TEXT UNDER STUDY:

^^^^

This morning has been one long slapstick routine.

First thing I did—well, third, but the less about that, the better—was go twenty rounds* with my e-mail system, which does not understand why I might want margins and line breaks in the writing samples I need to send out.  I finally registered with a format-friendlier new e-mail provider and went ten more rounds with it before realizing that if I sent the samples to someone using the same provider, I didn’t need to use any of my usual fixes.

It was about this time that I decided to nudge “caffeine” and “waking up” a tad higher on my daily To Do list.

But it all worked out just before I had to turf the kids out of bed.  My beloved offspring responded to my cheerful order to rise and shine—or at least rise, I’m not a total despot—by  leaping into action like slugs after a molasses binge.** I bribed them to breakfast with their choice of poison from a cereal multi-pack and told them, repeatedly, that I was leaving at quarter after.  Big hand on the 3.

Does everyone understand?  I am not waiting for you this morning.  Lucky charm

Yes, Mommy.

It’s my first day back after a week away and I have to be on time.  If you aren’t ready, I’m leaving without you.

Okay, Mommy.  Oooo, look—a marshmallow rainbow!

When we finally left the house, fed, brushed, and shod, the big hand was on the six and the big vein was pulsing on the forehead.

And it was raining.

But I was armed with extra coffee in a travel mug and an umbrella,  and both kids gave me big hugs at the entrance to their day camp—even Janie, who is starting to exhibit public sensitivity to parental cooties —before they ran one way and I ran the other.

I parked in the library lot only ten minutes behind my planned schedule, opened my umbrella with a smug flair, and walked with professional purpose across the street to the staff entrance . . . just as I remembered  my coffee.  I went back to my car, retrieved my travel mug and spent some time juggling it, my bag, my keys, and the umbrella, until I finally figured out how to work the lock without dropping anything.  Much.

^^^^

DATA BELOW:
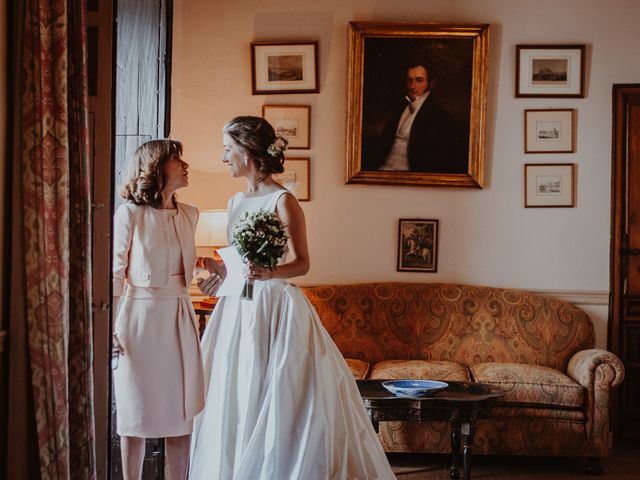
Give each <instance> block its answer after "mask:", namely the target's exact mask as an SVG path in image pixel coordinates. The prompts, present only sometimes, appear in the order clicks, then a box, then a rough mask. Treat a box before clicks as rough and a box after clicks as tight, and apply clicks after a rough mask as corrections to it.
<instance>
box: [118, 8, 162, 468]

^^^^

TASKS TO COMPLETE:
1. According to the morning account, where did the writer park?
2. For each statement, say whether it agrees with the morning account, and quote the words from the account that decide it.
(a) The writer registered with a new e-mail provider.
(b) It was sunny when the family left the house.
(c) The writer had to go back to the car for the coffee.

RESULTS BY TASK:
1. In the library lot.

2.
(a) Yes: "I finally registered with a format-friendlier new e-mail provider"
(b) No: "And it was raining."
(c) Yes: "I went back to my car, retrieved my travel mug"